Selected text:

____________

Then it was quick into the shower and on the road. Too many hours in the car today although AM and I did meet some very sweet, helpful people which made it worth it. AM & I headed out to Astoria today to meet some folks and in trying to see a bit of road I'd not before we ended up stuck behind the chaos of the Hood to Coast run! It took us over an hour to go 12 miles.

This was since we didn't have nearly the time to spend with the people we were visiting. We then headed back home catching still more of the Hood to Coast traffic around Seaside. Once we were back on Hwy. 26 we made quick time back to Portland. I tried to read a little of The Science of Breath in preparation for the teacher training starting September 5th.
I was so worn out from being in the car, my legs just ached. It was nice to spend the day hanging out with AM, talking and just enjoying each other's company, but I was sick of being in the car when we got home at 6:45PM. I let CK know I was home and got my stuff together. I hopped on the bike and rode over in the warmth of the evening.
4Jul/080

Fireworks!

I'm finally getting to my post for the 4th on the fifth since just now the house is settling down. Turned out to be a very full, busy, good day.

I woke up at 8AM feeling groggy from going to bed at nearly midnight and having taken some melatonin to be sure I rested better than I had Wednesday night. My back hurt, I felt slow and a little nauseated. AM and I got up and went to New Seasons to get some shopping for the day in ahead of crowds. We wanted to get things done early too so we would have food to take out to the monastery for the Fourth of July, pan-Buddhist picnic.

AM checked in with me if I still wanted to go all the way out to the picnic; I had to admit I didn't look like I felt like I was up to it. But I pressed on ahead with the cookies I wanted to make and AM worked on making some potato salad. We realized that it would work best if he stayed home -- AM wanted to clean the house and get some things done that wouldn't otherwise get done if all three of us went to the picnic. CK and I ended up heading out to Clatskanie together, enjoying the day of food and sharing.

____________

Your goal: Write the next part of the journal text about the Astoria drive and the Fourth of July picnic, picking up right after its final sentence.

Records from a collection
____________

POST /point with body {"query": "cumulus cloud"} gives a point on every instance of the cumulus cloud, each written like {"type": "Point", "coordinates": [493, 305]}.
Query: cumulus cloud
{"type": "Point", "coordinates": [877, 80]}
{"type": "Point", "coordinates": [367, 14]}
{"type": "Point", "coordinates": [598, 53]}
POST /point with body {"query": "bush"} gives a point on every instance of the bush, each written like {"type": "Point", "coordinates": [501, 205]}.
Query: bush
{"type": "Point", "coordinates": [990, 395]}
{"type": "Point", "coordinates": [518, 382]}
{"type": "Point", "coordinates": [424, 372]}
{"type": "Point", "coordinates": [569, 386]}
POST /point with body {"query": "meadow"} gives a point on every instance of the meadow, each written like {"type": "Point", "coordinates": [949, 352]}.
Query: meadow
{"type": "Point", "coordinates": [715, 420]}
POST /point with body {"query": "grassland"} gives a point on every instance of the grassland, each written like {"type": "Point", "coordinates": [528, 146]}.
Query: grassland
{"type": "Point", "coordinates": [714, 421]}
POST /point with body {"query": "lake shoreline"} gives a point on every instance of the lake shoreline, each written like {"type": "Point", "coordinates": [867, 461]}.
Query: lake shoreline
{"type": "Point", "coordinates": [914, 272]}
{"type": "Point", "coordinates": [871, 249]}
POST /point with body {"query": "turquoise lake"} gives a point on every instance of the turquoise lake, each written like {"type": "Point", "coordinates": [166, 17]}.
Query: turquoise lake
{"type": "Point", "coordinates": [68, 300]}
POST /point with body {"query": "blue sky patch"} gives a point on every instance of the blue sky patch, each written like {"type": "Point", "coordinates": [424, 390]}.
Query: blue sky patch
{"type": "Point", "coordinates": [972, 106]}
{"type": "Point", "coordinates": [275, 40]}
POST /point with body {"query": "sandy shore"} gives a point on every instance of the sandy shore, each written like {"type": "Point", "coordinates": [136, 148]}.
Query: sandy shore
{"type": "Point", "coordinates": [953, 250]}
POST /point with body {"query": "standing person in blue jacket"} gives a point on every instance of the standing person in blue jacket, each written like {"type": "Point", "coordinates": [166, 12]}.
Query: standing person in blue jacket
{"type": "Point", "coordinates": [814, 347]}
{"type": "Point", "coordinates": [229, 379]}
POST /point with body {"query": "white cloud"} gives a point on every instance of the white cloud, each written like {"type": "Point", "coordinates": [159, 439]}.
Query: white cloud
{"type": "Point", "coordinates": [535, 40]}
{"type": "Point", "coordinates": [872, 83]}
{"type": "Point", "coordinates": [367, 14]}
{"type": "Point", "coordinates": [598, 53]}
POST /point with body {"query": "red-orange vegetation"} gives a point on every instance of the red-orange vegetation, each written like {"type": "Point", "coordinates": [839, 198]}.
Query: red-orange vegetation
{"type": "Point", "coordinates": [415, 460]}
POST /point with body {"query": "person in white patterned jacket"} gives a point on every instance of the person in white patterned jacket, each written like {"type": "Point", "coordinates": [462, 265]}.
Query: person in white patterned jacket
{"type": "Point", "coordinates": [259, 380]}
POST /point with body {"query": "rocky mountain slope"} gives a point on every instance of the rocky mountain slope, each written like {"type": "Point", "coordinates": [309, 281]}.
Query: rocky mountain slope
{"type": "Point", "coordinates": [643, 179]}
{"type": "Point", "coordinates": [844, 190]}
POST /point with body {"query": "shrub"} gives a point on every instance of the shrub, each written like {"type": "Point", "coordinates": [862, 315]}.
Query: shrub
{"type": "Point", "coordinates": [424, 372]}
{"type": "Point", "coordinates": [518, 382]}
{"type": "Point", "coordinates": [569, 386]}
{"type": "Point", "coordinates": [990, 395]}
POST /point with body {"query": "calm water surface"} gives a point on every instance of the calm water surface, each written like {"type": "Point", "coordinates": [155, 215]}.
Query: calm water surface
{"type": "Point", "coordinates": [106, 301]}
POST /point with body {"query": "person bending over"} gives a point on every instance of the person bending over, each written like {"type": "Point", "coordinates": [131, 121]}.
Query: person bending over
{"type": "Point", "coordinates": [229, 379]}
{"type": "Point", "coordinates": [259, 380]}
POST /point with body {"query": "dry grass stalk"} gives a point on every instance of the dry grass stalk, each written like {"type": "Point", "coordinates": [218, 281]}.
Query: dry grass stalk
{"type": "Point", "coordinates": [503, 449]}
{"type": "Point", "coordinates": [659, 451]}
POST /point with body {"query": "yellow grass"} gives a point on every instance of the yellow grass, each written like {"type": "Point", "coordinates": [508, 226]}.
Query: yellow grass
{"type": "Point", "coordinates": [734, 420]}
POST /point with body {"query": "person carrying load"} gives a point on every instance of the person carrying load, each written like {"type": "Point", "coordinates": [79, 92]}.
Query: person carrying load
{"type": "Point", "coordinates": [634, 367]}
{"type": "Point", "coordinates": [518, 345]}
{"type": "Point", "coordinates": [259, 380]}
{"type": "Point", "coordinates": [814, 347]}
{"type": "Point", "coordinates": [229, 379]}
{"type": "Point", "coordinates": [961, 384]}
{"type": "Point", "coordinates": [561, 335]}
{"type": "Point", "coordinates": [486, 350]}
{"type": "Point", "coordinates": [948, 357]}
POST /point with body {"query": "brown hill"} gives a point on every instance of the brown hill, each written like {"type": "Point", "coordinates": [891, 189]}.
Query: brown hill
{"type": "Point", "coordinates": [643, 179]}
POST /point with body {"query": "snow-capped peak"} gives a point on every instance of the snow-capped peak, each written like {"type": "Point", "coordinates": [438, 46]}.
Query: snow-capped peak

____________

Your response:
CK's mother phoned while we were out at Great Vow, leaving a worried sounding voice message. CK had sent her a letter on Wednesday telling her mom about our relationship. On the drive home CK and I talked a lot about choosing a relationship path that is so widely different from the cultural norm. Not only does it require us to be very creative and painstakingly honest, but it becomes a challenge to everyone we meet and share this information with.

I've been moving forward to tell members of my Zen community about my relationships and the state of things. On Thursday my therapist noted that the responses I've gotten must be very validating. I hadn't recognized it as such at that point, which isn't out of the normal for me. Now, after a couple of days I'm starting to feel that. The idea that I'm really going to be able to be truly authentic and the world won't blow up in my face. It is so hard to relax into idea, the instinct to brace for impact, to make myself small, is so ingrained.

CK ended up talking with her mom for a while, sitting out in the car so she'd have quiet. KW and D came over. We got together veggie brats, tofu & tempeh burgers, AM had made more potato salad, I sliced up some watermelon. All the while I worried that the conversation was going poorly, worried that CK was having to suddenly defend something that is a source of happiness and nurturing in her life. After nearly an hour I couldn't stand it and tried to peer inconspicuously out the dining room window into the car. I felt huge relief when I finally was able to confirm a genuine smile on CK's face.

Fireworks of a personal nature. Lighting something, throwing it up into the air and hoping the world greats it with appreciation. There's a chance that you'll throw something up and it will go all wrong; either a dud or sparks flying dangerously close to important things. There's also a chance that everyone will have a glimpse of the true possibility in the world.